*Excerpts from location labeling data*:
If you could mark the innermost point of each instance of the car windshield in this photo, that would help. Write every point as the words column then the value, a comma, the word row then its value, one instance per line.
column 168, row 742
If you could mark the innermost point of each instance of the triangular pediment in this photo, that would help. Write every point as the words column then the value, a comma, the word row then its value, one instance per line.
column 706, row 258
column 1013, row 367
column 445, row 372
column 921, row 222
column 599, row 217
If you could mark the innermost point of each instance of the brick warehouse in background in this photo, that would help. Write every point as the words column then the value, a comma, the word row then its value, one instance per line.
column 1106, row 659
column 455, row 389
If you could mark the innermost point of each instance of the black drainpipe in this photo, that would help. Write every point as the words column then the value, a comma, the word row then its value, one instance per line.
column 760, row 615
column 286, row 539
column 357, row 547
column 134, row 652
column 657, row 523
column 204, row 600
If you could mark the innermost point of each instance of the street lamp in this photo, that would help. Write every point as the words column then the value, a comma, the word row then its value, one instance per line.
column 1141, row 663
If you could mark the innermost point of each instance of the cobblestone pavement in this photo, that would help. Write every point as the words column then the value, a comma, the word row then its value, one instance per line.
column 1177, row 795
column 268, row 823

*Written task*: Copy the data above line for line, with no changes.

*Response to the task*:
If you could mark the innermost point of each instance of the car windshield in this photo, that would help. Write every point as the words column then the value, a comma, the word row then its value, one instance per line.
column 168, row 742
If you could mark the innermost point of each instance of the triangular pediment in this photo, that would help. Write every point as the words column then the value, a comma, the word row then its value, one instance per line.
column 706, row 258
column 1013, row 367
column 445, row 372
column 921, row 222
column 599, row 217
If you could mark the innermost point of each instance of the brick warehouse in background in this photo, that would help. Write every point as the words column then the value, a comma, the word row then its value, one instance per line.
column 1106, row 659
column 455, row 389
If you could mark the innermost point of each instance of the black drainpipe in this photo, that would help. Write every point as the words column then the value, a comma, the word row then its value, one instance per line.
column 760, row 615
column 286, row 539
column 357, row 547
column 134, row 652
column 657, row 523
column 204, row 600
If you could mark the innermost point of each instance of the street lamp in this photo, that would help. Write every point as the words column then the value, a comma, the word row then its value, one instance per line.
column 1141, row 663
If you could mark the innermost point of each instance of the cobblestone pavement in this photo, that would help. Write every point as the words column then the value, a comma, the word row then its value, one instance per line.
column 1177, row 795
column 268, row 823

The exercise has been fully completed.